- **WHAT THE EXERCISE ASKS**
Return the lines below verbatim, with every character and line break left unchanged.
____________________
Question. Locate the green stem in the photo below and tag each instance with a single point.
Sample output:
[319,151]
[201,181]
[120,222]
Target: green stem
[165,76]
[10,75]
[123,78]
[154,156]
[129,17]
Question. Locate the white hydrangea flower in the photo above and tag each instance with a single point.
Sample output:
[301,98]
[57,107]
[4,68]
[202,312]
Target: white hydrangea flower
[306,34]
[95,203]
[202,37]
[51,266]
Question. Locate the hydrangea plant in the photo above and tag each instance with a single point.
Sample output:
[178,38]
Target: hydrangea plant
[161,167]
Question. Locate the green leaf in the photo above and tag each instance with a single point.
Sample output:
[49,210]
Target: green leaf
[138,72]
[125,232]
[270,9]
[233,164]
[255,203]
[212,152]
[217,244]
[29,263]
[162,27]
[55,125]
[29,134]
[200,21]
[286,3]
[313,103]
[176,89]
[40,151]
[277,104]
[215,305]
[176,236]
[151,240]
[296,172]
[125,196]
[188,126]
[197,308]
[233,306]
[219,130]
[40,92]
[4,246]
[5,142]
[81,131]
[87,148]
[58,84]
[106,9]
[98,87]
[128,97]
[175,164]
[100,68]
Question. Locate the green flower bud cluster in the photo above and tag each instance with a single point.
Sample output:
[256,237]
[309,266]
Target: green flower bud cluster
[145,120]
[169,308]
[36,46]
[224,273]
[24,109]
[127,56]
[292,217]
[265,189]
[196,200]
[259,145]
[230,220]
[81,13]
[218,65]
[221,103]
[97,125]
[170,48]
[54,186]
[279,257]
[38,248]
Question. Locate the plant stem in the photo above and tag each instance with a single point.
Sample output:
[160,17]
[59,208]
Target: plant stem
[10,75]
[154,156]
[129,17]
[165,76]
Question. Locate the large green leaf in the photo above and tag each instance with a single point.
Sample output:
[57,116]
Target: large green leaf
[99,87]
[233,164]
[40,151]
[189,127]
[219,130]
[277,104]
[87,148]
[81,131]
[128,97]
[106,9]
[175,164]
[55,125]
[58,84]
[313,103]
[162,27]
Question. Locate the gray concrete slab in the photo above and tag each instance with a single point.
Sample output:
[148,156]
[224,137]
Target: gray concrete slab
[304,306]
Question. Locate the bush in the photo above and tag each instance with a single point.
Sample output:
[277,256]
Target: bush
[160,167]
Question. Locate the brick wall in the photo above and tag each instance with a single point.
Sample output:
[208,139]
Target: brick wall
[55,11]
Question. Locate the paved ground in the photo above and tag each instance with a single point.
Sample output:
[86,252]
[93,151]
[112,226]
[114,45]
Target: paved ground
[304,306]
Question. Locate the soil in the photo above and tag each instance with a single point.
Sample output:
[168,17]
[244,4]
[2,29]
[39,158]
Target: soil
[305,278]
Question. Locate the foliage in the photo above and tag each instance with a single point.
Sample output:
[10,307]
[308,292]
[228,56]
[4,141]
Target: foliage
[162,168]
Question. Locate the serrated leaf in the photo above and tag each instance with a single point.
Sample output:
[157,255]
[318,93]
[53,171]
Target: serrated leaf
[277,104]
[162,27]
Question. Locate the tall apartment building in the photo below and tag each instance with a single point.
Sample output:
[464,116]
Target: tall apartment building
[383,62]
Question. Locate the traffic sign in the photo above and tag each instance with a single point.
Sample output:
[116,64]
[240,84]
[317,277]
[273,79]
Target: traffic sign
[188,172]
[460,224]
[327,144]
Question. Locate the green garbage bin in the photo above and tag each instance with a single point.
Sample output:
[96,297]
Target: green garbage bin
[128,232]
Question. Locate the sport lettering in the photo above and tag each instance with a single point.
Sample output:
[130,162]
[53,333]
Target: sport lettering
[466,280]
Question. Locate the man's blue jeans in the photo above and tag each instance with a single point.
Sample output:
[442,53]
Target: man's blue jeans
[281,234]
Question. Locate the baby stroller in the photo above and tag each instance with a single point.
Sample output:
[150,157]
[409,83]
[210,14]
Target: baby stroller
____________________
- **ANSWER TO THIS EXERCISE**
Question. Locate the green stem in the photo below and tag each instance with a single point.
Sample output:
[319,151]
[201,181]
[120,222]
Target: green stem
[165,76]
[10,75]
[123,78]
[154,156]
[129,17]
Question. Locate the white hydrangea flower in the photo above and tag each instance with a single point.
Sample output:
[301,98]
[57,107]
[4,68]
[202,312]
Target: white hydrangea flower
[306,34]
[95,203]
[202,37]
[51,266]
Question. Locate the hydrangea plant in the photo above and tag each instance with a single point.
Sample output:
[178,38]
Target: hydrangea plant
[161,167]
Question. Locate the green leaf in the photo above and tag each instance with a single point.
Sample output:
[49,210]
Target: green leaf
[138,72]
[125,232]
[270,9]
[233,164]
[255,203]
[212,152]
[217,244]
[29,263]
[162,27]
[55,125]
[29,134]
[200,21]
[286,3]
[313,103]
[176,89]
[40,151]
[277,104]
[215,305]
[176,236]
[151,240]
[296,172]
[125,196]
[188,126]
[197,308]
[233,306]
[219,130]
[40,92]
[4,246]
[5,142]
[81,131]
[87,148]
[58,84]
[106,9]
[98,87]
[128,97]
[175,164]
[100,68]
Question. Locate the green flower bud cluster in the photo above and tag each instance with a single point.
Sample output:
[256,237]
[309,266]
Target: green flower bud cluster
[145,120]
[169,308]
[36,46]
[224,273]
[24,109]
[127,56]
[292,217]
[265,189]
[196,200]
[259,145]
[230,220]
[81,13]
[218,65]
[221,103]
[97,125]
[170,48]
[54,186]
[279,257]
[38,248]
Question. Locate the plant stem in the photo above and tag each instance with a single point.
Sample output:
[160,17]
[59,208]
Target: plant stem
[10,75]
[154,156]
[129,17]
[165,76]
Question. Locate the large green leaf in the photo above and tag each instance with a single point.
Sample output:
[57,116]
Target: large green leaf
[99,87]
[233,164]
[40,151]
[189,127]
[219,130]
[277,104]
[87,148]
[81,131]
[128,97]
[106,9]
[175,164]
[55,125]
[58,84]
[313,103]
[162,27]
Question. Locate the gray concrete slab in the photo above and tag each instance with a single point.
Sample output:
[148,156]
[224,137]
Target: gray concrete slab
[304,306]
Question. Locate the bush in the photo above and tag each instance with a single point.
Sample output:
[277,256]
Target: bush
[160,167]
Question. Locate the brick wall in the photo above and tag each instance with a single point.
Sample output:
[208,139]
Target: brick wall
[55,11]
Question. Locate the paved ground in the photo above and tag each instance with a single point.
Sample output:
[86,252]
[93,151]
[112,226]
[114,45]
Target: paved ground
[304,306]
Question. Locate the soil in the photo above and tag each instance with a single point.
Sample output:
[168,17]
[244,4]
[2,29]
[39,158]
Target: soil
[305,278]
Question. Locate the foliage in the photo above and tag each instance with a single point.
Sample output:
[10,307]
[308,292]
[228,56]
[4,141]
Target: foliage
[162,168]
Question. Locate the serrated leaf in the photo above and tag each instance with a single point.
Sample output:
[157,255]
[318,93]
[53,171]
Target: serrated leaf
[277,104]
[162,27]
Question. Locate the tall apartment building in the photo below and tag each instance with a single point.
Sample output:
[464,116]
Target: tall apartment building
[383,62]
Question. Locate the traffic sign in the photo above and tag each instance with a single point.
Sample output:
[116,64]
[240,84]
[317,277]
[273,79]
Target: traffic sign
[188,172]
[460,224]
[327,144]
Question. Locate the green garbage bin in the photo above and tag each instance with a single point.
Sample output:
[96,297]
Target: green garbage bin
[128,232]
Question. Locate the sport lettering in the photo above and tag each instance with a single point.
Sample output:
[130,162]
[53,333]
Target: sport lettering
[466,280]
Question. Locate the man's blue jeans in the photo above and tag each instance with a single point.
Sample output:
[442,53]
Target: man's blue jeans
[281,234]
Question. Locate the baby stroller in the photo above and tag each instance with a single point.
Sample output:
[150,157]
[409,83]
[210,14]
Target: baby stroller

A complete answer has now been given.